STATED PROBLEM — Reproduce every line of the records below word for word.

----

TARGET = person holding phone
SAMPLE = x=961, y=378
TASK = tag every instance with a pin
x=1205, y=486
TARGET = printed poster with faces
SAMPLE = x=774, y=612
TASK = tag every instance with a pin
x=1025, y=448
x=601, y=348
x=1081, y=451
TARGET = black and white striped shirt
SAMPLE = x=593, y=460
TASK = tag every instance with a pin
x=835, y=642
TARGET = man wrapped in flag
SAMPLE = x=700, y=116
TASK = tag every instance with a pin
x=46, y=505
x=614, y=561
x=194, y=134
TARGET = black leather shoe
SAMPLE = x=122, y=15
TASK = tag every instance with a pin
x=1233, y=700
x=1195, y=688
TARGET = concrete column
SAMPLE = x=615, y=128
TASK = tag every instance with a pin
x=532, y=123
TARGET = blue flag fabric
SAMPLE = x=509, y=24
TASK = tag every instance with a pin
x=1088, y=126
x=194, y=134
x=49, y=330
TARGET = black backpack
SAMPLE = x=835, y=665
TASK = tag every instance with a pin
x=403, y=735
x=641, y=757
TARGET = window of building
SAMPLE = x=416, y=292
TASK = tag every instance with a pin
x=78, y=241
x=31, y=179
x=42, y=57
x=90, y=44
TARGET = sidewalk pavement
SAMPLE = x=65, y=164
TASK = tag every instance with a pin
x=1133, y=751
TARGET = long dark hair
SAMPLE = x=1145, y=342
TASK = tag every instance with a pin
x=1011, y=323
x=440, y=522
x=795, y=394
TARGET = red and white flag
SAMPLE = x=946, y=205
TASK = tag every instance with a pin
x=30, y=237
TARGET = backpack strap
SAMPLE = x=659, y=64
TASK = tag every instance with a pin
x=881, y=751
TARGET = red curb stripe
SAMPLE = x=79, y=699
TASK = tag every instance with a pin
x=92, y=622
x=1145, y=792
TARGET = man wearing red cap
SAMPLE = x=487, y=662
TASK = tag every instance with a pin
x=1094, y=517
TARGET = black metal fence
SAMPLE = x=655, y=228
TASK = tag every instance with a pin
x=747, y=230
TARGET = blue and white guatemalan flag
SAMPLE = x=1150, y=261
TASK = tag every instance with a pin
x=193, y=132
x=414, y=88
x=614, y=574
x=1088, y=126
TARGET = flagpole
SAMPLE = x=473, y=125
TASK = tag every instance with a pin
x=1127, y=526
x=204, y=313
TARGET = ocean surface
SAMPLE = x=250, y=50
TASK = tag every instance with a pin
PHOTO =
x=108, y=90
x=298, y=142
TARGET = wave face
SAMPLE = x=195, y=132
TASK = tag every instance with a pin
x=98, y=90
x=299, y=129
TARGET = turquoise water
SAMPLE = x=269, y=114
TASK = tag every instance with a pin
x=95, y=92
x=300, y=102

----

TASK OUTPUT —
TARGET = person holding phone
SAMPLE = x=961, y=378
TASK = tag every instance with a pin
x=1205, y=486
TARGET = printed poster with faces
SAMPLE = x=774, y=612
TASK = tag every instance with a pin
x=1025, y=448
x=601, y=348
x=1081, y=451
TARGET = black and white striped shirt
SAMPLE = x=593, y=460
TASK = tag every instance with a pin
x=835, y=642
TARGET = man wrapped in flag
SAMPLE = x=700, y=116
TASK = tag every instance with a pin
x=46, y=505
x=614, y=561
x=194, y=134
TARGET = black leather shoe
SAMPLE = x=122, y=15
TASK = tag every instance with a pin
x=1233, y=700
x=1195, y=688
TARGET = concrete column
SAMPLE = x=615, y=128
TASK = tag every instance with a pin
x=532, y=123
TARGET = blue flag fabric
SAMPLE = x=509, y=24
TASK = tag every instance with a pin
x=1088, y=126
x=194, y=134
x=49, y=330
TARGET = black backpack
SAMPLE = x=835, y=665
TASK = tag every instance with a pin
x=403, y=735
x=641, y=757
TARGET = window of building
SAMPLE = x=416, y=292
TASK = tag every instance with a pin
x=78, y=241
x=31, y=179
x=42, y=57
x=90, y=44
TARGET = sidewalk pavement
SAMPLE = x=65, y=164
TASK = tag every instance with a pin
x=1133, y=751
TARGET = long dark hair
SAMPLE = x=1145, y=342
TASK = tag every instance with a pin
x=1011, y=323
x=440, y=522
x=795, y=394
TARGET = red and white flag
SAMPLE = x=946, y=205
TASK = tag every instance with a pin
x=30, y=237
TARGET = backpack strap
SAMPLE = x=659, y=64
TASK = tag every instance with a pin
x=881, y=751
TARGET = red curb stripe
SAMPLE = x=79, y=699
TASK = tag every instance with a pin
x=92, y=622
x=1145, y=792
TARGET = man wearing red cap
SAMPLE = x=487, y=662
TASK = tag every instance with a pin
x=1094, y=517
TARGET = black metal fence
SAMPLE = x=655, y=228
TASK = tag every instance with a pin
x=747, y=230
TARGET = blue and white guatemalan flag
SAMPLE = x=1150, y=261
TASK = tag every instance with a pin
x=193, y=132
x=414, y=88
x=614, y=574
x=1088, y=126
TARGET = flagpole
SAMPLE = x=473, y=125
TASK = tag every instance with a pin
x=1127, y=526
x=204, y=313
TARGET = ocean surface
SAMPLE = x=250, y=50
TASK = tag every instance with a pin
PHOTO =
x=108, y=90
x=298, y=142
TARGET = wave face
SAMPLE = x=195, y=132
TASK = tag every instance with a pin
x=98, y=90
x=299, y=129
TARGET = turquoise water
SAMPLE = x=269, y=114
TASK = tag every instance with a pin
x=95, y=92
x=300, y=102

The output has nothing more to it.